"Blame It on the Weatherman" is a song by Irish girl group B*Witched, written by Ray "Madman" Hedges, Martin Brannigan, Tracy Ackerman, and Andy Caine. It was released as the fourth single from their self-titled debut studio album on 15 March 1999.

Like the other three singles from the album, "Blame It on the Weatherman" reached number one on the UK Singles Chart. With this, B*Witched became the first act ever to have their first four singles all debut at number one in the UK (a record since beaten by fellow Irish band Westlife) and today remain the only girl group to do so. In Ireland, it reached number eight, while in New Zealand, it became the group's first single to miss the top 10, stalling at number 29. The song was certified silver in the UK with sales of 200,000.

Music video
The music video was directed by Michael Geoghegan. It features B*Witched floating on a large upside-down articulated lorry through the flooded city of London, picking up numerous floating items from the water and also rescuing a puppy. For the video, the band wore a mixture of their trademark denim and leather, designed by Scott Henshall, who then dressed them for their Royal Variety Performance in 1999.

--------------------------------

In the text on "Blame It on the Weatherman," what position did the song reach in New Zealand?

Stored data ::
--------------------------------

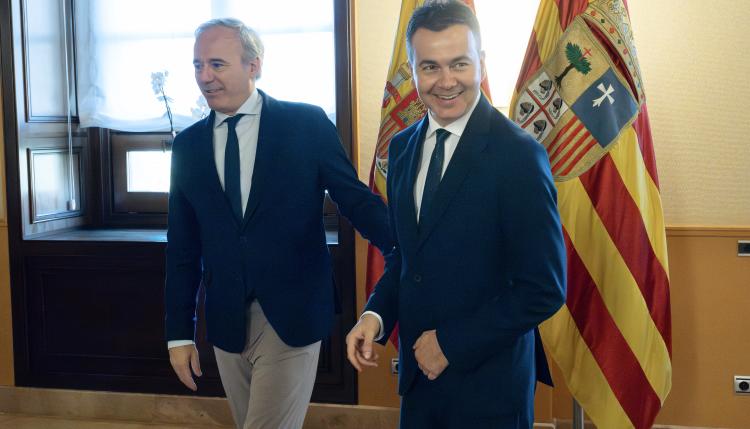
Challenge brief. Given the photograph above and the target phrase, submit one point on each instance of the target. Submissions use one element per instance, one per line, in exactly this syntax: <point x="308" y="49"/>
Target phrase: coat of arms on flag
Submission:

--------------------------------

Solution to the problem ::
Number 29